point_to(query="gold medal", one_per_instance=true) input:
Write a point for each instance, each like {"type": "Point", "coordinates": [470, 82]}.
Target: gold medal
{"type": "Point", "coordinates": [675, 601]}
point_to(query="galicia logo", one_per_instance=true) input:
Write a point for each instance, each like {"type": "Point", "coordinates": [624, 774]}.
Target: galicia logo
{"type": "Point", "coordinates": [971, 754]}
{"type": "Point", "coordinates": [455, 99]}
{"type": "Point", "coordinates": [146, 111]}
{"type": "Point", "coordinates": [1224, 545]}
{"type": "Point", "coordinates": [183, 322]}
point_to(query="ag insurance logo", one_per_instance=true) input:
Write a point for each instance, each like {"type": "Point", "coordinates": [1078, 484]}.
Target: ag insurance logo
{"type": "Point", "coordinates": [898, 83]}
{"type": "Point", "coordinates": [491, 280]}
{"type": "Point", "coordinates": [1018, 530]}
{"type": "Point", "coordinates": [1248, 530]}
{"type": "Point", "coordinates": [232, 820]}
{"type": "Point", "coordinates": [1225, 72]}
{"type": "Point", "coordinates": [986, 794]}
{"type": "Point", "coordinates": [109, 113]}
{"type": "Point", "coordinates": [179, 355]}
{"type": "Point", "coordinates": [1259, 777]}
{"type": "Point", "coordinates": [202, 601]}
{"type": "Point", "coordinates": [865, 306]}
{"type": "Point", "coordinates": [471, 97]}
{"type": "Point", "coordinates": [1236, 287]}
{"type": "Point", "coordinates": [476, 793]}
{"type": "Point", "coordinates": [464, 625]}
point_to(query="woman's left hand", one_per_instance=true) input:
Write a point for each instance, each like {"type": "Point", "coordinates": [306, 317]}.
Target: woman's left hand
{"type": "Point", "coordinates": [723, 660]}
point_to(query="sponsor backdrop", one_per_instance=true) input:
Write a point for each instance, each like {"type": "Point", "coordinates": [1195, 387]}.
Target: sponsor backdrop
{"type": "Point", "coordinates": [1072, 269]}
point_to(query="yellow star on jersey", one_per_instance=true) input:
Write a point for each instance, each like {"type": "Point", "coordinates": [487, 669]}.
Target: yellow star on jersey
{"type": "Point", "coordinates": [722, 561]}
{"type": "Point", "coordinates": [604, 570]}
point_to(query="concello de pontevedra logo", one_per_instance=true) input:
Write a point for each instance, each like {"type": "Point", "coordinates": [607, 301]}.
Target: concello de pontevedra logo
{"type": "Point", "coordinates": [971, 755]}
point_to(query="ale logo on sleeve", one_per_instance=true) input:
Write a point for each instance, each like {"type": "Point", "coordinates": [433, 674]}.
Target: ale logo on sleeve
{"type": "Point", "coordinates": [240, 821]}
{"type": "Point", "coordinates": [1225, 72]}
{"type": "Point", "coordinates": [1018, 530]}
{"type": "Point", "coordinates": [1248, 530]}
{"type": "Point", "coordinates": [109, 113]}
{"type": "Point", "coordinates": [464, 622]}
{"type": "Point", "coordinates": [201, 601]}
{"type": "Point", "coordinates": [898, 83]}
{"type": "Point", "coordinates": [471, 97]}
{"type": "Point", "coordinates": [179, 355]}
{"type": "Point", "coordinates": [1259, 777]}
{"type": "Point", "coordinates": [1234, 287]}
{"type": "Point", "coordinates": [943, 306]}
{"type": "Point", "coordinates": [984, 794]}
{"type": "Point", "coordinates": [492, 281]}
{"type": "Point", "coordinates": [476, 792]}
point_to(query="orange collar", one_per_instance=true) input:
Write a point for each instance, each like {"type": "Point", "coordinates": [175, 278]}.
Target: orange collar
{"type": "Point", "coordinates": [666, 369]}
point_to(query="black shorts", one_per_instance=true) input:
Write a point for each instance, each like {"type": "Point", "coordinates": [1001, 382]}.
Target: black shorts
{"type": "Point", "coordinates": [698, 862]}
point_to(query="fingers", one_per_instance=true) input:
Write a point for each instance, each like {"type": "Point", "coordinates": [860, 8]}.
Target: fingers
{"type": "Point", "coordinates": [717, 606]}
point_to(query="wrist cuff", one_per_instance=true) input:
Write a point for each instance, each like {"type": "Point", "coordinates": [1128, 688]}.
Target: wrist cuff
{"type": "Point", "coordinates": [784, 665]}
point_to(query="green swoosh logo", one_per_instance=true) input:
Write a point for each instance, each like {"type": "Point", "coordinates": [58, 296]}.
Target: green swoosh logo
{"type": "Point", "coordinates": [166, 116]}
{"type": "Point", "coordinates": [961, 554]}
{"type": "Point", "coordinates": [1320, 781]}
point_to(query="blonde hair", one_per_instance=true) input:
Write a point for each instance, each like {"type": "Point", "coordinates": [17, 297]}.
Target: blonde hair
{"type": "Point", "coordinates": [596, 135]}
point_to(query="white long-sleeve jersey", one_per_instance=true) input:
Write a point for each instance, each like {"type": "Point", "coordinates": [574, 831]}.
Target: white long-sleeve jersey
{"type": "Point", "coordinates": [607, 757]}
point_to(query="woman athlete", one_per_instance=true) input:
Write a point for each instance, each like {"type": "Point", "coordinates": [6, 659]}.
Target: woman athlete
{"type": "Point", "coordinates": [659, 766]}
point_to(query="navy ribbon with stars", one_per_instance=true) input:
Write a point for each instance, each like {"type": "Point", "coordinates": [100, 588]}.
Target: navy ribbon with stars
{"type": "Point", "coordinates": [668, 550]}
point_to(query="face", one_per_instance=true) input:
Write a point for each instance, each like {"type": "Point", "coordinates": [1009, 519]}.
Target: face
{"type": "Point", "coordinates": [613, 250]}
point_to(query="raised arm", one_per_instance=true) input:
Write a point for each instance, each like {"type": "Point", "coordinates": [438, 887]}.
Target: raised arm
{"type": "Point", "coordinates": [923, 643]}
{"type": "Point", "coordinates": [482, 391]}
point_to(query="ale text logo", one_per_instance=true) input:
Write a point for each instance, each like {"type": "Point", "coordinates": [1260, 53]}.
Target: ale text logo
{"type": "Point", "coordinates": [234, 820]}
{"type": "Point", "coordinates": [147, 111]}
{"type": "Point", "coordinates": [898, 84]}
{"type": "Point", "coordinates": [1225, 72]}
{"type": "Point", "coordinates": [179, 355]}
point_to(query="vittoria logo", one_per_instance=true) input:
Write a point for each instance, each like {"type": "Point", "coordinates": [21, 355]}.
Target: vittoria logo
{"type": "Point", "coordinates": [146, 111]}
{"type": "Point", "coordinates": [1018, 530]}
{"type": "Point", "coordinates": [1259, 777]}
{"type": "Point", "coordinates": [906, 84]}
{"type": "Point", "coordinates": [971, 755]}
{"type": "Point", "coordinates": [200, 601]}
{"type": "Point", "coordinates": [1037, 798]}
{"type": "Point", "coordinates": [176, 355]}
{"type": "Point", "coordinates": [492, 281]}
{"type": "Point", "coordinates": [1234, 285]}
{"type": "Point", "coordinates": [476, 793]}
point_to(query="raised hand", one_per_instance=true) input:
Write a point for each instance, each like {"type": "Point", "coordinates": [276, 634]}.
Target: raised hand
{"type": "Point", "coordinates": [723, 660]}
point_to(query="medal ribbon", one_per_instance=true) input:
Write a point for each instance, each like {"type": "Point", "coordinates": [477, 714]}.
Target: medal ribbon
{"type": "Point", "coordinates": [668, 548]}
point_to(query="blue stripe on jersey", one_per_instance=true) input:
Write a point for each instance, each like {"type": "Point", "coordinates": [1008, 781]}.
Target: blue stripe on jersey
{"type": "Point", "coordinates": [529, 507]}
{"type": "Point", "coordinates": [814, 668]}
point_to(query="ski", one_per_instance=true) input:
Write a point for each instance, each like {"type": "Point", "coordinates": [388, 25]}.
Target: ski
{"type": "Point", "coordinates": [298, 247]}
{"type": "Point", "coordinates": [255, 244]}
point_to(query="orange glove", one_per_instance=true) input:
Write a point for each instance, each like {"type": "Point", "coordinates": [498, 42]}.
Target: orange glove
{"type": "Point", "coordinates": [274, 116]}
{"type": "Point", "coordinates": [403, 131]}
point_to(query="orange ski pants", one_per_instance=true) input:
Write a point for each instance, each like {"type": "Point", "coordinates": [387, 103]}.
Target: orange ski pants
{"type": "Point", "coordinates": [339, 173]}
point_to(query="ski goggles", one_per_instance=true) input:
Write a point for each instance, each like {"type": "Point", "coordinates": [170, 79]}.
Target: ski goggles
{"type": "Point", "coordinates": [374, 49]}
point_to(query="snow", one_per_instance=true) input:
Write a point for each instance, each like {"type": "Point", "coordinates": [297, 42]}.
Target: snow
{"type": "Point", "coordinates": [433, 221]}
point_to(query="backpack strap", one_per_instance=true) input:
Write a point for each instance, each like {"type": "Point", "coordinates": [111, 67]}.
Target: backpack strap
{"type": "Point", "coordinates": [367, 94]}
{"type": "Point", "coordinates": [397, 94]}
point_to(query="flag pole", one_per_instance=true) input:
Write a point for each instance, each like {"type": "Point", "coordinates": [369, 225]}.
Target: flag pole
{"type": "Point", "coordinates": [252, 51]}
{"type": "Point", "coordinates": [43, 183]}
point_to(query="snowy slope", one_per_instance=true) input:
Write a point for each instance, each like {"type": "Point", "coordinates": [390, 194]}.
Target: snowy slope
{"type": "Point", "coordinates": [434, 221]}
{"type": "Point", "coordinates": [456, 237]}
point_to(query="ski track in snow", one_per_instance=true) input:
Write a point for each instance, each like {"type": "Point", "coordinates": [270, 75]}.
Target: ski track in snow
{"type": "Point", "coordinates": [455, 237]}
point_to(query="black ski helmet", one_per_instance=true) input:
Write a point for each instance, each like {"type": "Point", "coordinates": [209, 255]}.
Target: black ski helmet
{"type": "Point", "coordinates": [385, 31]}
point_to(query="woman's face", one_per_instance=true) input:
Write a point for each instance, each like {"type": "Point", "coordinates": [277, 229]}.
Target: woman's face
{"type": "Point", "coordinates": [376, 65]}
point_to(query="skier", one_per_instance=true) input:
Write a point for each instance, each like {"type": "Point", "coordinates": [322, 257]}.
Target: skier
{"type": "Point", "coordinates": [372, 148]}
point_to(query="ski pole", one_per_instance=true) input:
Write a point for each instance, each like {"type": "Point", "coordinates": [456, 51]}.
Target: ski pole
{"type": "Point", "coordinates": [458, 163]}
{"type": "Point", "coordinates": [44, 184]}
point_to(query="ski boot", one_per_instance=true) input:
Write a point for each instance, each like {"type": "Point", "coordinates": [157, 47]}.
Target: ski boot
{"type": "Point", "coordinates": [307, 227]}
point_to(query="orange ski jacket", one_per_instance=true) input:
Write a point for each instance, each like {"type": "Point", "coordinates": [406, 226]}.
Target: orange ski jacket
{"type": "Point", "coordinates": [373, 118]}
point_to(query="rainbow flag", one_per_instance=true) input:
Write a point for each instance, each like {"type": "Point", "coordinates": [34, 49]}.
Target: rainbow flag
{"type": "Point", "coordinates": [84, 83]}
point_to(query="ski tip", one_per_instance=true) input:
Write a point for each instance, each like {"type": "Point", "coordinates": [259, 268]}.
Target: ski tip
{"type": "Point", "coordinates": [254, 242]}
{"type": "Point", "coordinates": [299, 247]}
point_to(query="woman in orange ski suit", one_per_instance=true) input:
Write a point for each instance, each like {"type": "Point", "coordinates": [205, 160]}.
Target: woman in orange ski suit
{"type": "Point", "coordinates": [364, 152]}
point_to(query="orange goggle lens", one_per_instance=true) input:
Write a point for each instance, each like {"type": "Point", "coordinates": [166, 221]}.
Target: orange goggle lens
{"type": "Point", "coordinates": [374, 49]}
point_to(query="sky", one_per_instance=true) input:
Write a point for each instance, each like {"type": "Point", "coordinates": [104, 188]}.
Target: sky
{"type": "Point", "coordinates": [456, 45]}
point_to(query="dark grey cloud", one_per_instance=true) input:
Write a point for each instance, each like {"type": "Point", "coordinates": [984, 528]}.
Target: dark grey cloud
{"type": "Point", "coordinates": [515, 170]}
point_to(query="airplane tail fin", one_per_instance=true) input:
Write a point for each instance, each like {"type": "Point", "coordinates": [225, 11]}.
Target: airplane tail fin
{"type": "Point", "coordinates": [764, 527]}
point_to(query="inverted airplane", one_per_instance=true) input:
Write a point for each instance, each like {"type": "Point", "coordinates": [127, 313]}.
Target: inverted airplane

━━━

DO THIS -
Count the lines in the entries above that contain the string "backdrop", treating uppercase and lowercase letters as distinct. Give the number alone.

TASK RESPONSE -
2